[Collected data]
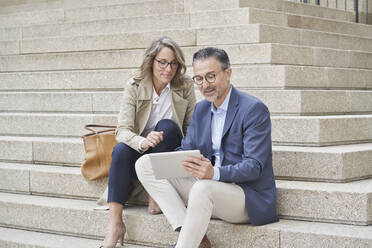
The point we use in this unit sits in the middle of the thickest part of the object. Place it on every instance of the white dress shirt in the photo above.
(218, 122)
(161, 109)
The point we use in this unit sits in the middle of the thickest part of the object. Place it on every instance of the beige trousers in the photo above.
(204, 199)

#### Short task
Reproduce every line of the records above word for word, leaving out the pictures.

#### Finished task
The point we use in this unit sits in the middle of the thickest part of the object. Place it on every instance of the white dress shirt in the photo above.
(218, 122)
(161, 109)
The point we use in this unit sits in the middle of the thickest part of the object. Place it on every instance of the beige trousers in the photo above.
(204, 199)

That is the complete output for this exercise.